:: Exercise objective ::
Every line below must be reproduced exactly. Copy them all.

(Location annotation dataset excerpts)
========
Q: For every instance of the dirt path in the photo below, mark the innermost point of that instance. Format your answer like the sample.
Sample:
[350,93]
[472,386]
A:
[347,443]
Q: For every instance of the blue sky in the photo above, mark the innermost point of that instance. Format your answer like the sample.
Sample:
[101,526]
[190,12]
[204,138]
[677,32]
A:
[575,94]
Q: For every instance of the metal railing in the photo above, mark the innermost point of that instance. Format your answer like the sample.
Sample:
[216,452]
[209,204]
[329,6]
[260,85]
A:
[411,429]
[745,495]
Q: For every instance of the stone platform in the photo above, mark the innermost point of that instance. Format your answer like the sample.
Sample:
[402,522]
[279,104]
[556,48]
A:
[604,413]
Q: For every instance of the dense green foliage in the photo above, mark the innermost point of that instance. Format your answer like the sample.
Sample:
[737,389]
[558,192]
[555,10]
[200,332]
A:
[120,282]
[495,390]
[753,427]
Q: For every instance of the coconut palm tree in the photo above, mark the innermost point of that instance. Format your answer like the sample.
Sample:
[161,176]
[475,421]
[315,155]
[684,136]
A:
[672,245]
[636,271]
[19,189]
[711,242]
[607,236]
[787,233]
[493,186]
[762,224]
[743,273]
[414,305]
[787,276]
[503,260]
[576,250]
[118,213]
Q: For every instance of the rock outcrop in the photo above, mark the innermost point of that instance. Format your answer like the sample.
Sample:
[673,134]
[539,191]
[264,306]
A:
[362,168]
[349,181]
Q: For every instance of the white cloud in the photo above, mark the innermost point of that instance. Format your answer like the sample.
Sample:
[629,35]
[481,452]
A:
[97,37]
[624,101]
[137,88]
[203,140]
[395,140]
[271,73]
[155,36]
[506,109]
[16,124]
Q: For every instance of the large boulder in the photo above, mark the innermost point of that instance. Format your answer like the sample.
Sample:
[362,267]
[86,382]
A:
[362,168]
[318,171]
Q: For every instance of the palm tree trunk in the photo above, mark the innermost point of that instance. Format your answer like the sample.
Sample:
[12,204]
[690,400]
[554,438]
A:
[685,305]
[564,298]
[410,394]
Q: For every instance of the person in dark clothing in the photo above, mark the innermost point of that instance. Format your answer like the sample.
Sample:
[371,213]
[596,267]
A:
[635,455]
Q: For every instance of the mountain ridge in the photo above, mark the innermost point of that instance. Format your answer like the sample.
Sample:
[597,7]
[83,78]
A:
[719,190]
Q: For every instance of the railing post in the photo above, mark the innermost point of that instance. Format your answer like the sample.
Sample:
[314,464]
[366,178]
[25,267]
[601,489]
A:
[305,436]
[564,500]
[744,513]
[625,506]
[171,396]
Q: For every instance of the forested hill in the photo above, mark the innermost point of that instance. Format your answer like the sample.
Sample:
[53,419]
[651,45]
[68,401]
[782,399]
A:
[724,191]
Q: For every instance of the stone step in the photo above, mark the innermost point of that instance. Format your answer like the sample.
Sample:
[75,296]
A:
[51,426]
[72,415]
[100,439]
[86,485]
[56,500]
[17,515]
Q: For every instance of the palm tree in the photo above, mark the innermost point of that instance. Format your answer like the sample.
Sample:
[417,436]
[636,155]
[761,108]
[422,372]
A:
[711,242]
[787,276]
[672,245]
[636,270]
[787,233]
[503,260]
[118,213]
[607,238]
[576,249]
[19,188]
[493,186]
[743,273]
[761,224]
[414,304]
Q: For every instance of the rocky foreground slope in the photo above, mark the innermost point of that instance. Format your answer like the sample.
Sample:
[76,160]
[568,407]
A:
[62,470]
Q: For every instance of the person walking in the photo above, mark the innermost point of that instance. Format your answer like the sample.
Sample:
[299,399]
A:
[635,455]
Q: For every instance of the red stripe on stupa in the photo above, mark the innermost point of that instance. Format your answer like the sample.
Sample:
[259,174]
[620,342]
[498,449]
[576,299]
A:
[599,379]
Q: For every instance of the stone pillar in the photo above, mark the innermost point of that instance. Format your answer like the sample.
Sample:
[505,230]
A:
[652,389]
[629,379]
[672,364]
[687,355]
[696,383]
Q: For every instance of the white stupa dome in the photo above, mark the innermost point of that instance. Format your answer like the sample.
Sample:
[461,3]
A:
========
:: Finished task ::
Q: For every instance of the dirt path in the photo below, mark the innermost point of that instance. Format your answer like the sample.
Sample:
[350,93]
[472,386]
A:
[347,443]
Q: For every instance of the blue sky in the photo above, mark the innermost point of that instance. Format your answer like the sample.
Sample:
[101,526]
[190,12]
[204,138]
[677,32]
A:
[575,94]
Q: For every instance of the metal railing in the photo above, mark the innermost point of that instance. Format your answer like the sample.
Sample:
[216,452]
[209,204]
[329,6]
[260,85]
A:
[411,429]
[745,495]
Q: For every instance of the stone platform in the photo above, mark the innermost point of that instance. Format your answer like the sample.
Sample:
[402,522]
[279,104]
[556,48]
A:
[604,413]
Q: For every instance of the dense green foliage in the photo above, mark the innermost point of that instance. Format your answer like the sample.
Sample:
[737,389]
[558,192]
[555,10]
[200,332]
A:
[120,282]
[495,390]
[753,427]
Q: For every instance of the coconut palm tree in the photo above, mark the innermost point of that instance. Format your answer like the sample.
Sample:
[161,176]
[475,421]
[315,155]
[684,136]
A:
[672,245]
[636,271]
[19,189]
[711,242]
[607,236]
[787,233]
[493,186]
[762,224]
[743,273]
[414,305]
[787,276]
[503,260]
[576,250]
[118,213]
Q: For every instance of the rock outcrop in the photo above, mark the innermost point of that instance. Format your answer like the sample.
Sample:
[673,134]
[539,191]
[264,306]
A:
[362,168]
[349,181]
Q: For every instance of the white cloud in the photo above, mark the innermost point of that instance. Format your answer like the sample.
Sample:
[629,35]
[481,452]
A:
[97,37]
[624,101]
[137,88]
[203,140]
[395,140]
[271,73]
[155,36]
[506,109]
[16,124]
Q: For every instance of the large boulder in the photo above, mark the innermost point of that instance. Format your answer like the sample.
Sample:
[362,267]
[86,382]
A:
[362,168]
[318,171]
Q: For every instance of the palm tree trunk in the photo above, mark the innermost point of that instance. Format your answer like the sample.
Sample:
[12,204]
[690,400]
[554,438]
A:
[685,305]
[564,298]
[410,394]
Q: For every instance of the person in dark clothing in the photo above, mark the innermost point of that instance. Format your answer like the sample.
Sample:
[371,213]
[596,267]
A:
[635,455]
Q: For every instance of the mountain ridge in the photo above, mark the innermost point of that instance. Format your answer like the sample.
Sample:
[597,7]
[83,78]
A:
[719,190]
Q: For every instance of the railing post in the photo above, mark the innermost point of that instance. Format your answer like the sample.
Sample:
[314,464]
[366,178]
[25,267]
[601,489]
A:
[305,436]
[564,500]
[744,513]
[625,506]
[171,396]
Q: For every instance of the forested hill in the photo above, mark the innermost point of that instance. Format your answer like the sample.
Sample:
[53,419]
[651,45]
[68,401]
[782,399]
A:
[724,191]
Q: For every instance of the stone step in the photo above, mark the innermost point of that instance. Format your answer like the sample.
Sample:
[75,296]
A:
[51,426]
[72,415]
[100,439]
[86,485]
[56,500]
[17,515]
Q: For every instance of the palm tree in the photo above, mark the innermost point of that instance. Format your answer like the sample.
Sample:
[417,436]
[636,155]
[761,108]
[422,372]
A:
[711,242]
[787,276]
[672,245]
[636,270]
[787,233]
[503,260]
[118,213]
[607,238]
[576,249]
[19,188]
[493,186]
[743,273]
[761,224]
[414,304]
Q: For every instance of the rocky foreground slope in the photo above, mark the innermost point of that instance. Format your answer like the sample.
Sample:
[76,160]
[568,407]
A:
[62,470]
Q: For every instance of the person walking in the photo above, mark the innermost point of that instance. Format your answer like the sample.
Sample:
[299,399]
A:
[635,455]
Q: For every instance of the red stripe on stupa in the photo above, mark the innermost point of that instance. Format your answer like the sample.
Sample:
[259,174]
[620,342]
[498,449]
[576,299]
A:
[599,379]
Q: For every instance of the stone pillar in the photo above, mark the innermost point of that instance. Format your answer like the sample.
Sample:
[505,230]
A:
[652,389]
[629,379]
[672,364]
[687,355]
[696,383]
Q: For every instance of the white stupa dome in the photo above, mark the innermost point of that instance. Format your answer like the sample.
Sample:
[461,3]
A:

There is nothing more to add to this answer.